Art8 des - gemäß Art8 Abs4 des BVG BGBl. 684/1988 hier noch anzuwendenden - StGG gewährt - ebenso wie Art5 EMRK (s. VfSlg. 7608/1975, 8815/1980) - Schutz gegen gesetzwidrige "Verhaftung" (s. VfSlg. 3315/1958, 9919/1984, 10441/1985 ua.):
Das Gesetz zum Schutze der persönlichen Freiheit RGBl. 87/1862, das gemäß Art8 StGG über die allgemeinen Rechte der Staatsbürger, RGBl. 142/1867, zum Bestandteil dieses Gesetzes erklärt ist und gemäß Art149 Abs1 B-VG als Verfassungsgesetz gilt, legt in seinem §4 fest, daß die zur Anhaltung berechtigten Organe der öffentlichen Gewalt in den vom Gesetz bestimmten Fällen eine Person in Verwahrung nehmen dürfen.

> [Arbeitsauftrag 1]:
Erklären Sie anhand des Lesetextes, weshalb das Gesetz zum Schutze der persönlichen Freiheit RGBl. 87/1862 als Verfassungsgesetz gilt.
> [Arbeitsauftrag 2]:
Wogegen gewährt Art8 StGG laut dem Lesetext Schutz?
> [Arbeitsauftrag 3]:
Führen Sie den Lesetext zum Schutz der persönlichen Freiheit im Anschluss an seinen letzten Satz weiter.

> [Erfasste Daten]:
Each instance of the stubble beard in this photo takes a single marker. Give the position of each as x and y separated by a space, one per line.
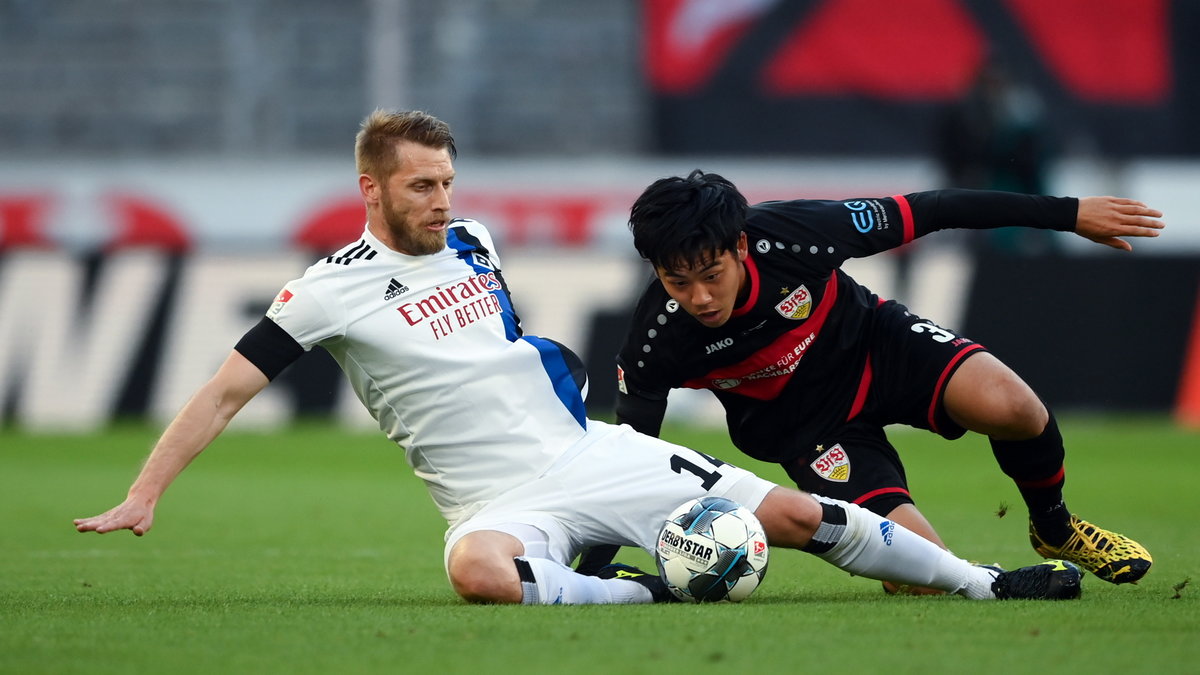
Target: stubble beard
412 238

> [Antwortfeld 1]:
Nach Art8 StGG über die allgemeinen Rechte der Staatsbürger ist es zum Bestandteil dieses Gesetzes erklärt. Gemäß Art149 Abs1 B-VG gilt es daher als Verfassungsgesetz.

> [Antwortfeld 2]:
Gegen gesetzwidrige „Verhaftung“.

> [Antwortfeld 3]:
§35 VStG 1950 ist ein solches Gesetz (zB VfSlg. 7252/1974), doch setzt die Festnehmung durch ein Organ des öffentlichen Sicherheitsdienstes in allen in dieser Gesetzesvorschrift angeführten Fällen (lita bis c) voraus, daß die festzunehmende Person "auf frischer Tat betreten" wird: Sie muß also eine als Verwaltungsübertretung strafbare Handlung begehen und bei Verübung des Delikts angetroffen werden. Gemäß der litc des §35 VStG 1950 ist eine Festnahme unter den schon umschriebenen Voraussetzungen zum Zweck der Vorführung vor die Behörde aber nur dann statthaft, wenn der Betretene trotz Abmahnung in der Fortsetzung der strafbaren Handlung verharrt oder sie zu wiederholen sucht. Freilich kommt es hier nicht auf die Richtigkeit des erhobenen Vorwurfs an; es genügt vielmehr, wenn das amtshandelnde Sicherheitsorgan aus damaliger Sicht - nach Lage des Falles - mit gutem Grund (d.i. vertretbar) der - sujektiven - Auffassung sein durfte, daß die in Rede stehende Tat verübt worden sei (vgl. zB VfSlg. 4143/1962, 7309/1974, 10321/1985, 10441/1985, VfGH 26.2.1991 B538/89).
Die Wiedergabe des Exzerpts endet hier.